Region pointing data
# # # # #

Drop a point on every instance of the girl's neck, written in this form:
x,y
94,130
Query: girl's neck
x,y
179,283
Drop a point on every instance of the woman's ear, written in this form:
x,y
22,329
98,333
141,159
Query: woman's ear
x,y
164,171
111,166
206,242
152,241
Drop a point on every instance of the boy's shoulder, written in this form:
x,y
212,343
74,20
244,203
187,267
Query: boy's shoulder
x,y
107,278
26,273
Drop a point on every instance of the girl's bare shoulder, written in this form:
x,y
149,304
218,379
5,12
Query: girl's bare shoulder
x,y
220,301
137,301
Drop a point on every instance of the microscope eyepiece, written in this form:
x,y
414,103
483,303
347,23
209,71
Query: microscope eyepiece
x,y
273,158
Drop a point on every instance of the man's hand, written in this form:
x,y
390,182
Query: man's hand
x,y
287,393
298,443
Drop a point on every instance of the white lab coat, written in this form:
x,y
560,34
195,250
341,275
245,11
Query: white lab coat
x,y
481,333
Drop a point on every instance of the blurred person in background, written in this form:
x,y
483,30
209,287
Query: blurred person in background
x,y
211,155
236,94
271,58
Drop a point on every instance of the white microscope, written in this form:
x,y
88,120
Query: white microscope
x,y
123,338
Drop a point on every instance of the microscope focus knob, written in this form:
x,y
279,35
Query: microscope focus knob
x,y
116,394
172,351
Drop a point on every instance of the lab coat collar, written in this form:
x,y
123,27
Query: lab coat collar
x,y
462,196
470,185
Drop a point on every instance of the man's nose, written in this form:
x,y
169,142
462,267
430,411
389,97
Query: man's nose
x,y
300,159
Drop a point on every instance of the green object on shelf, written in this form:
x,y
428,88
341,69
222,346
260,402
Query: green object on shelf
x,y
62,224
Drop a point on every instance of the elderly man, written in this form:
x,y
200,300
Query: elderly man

# # # # #

● Your instructions: Pick out and copy the lines of the entries that hold the string "elderly".

● Reply to the exercise:
Drop a point on every instance of the elderly man, written in this form:
Query: elderly man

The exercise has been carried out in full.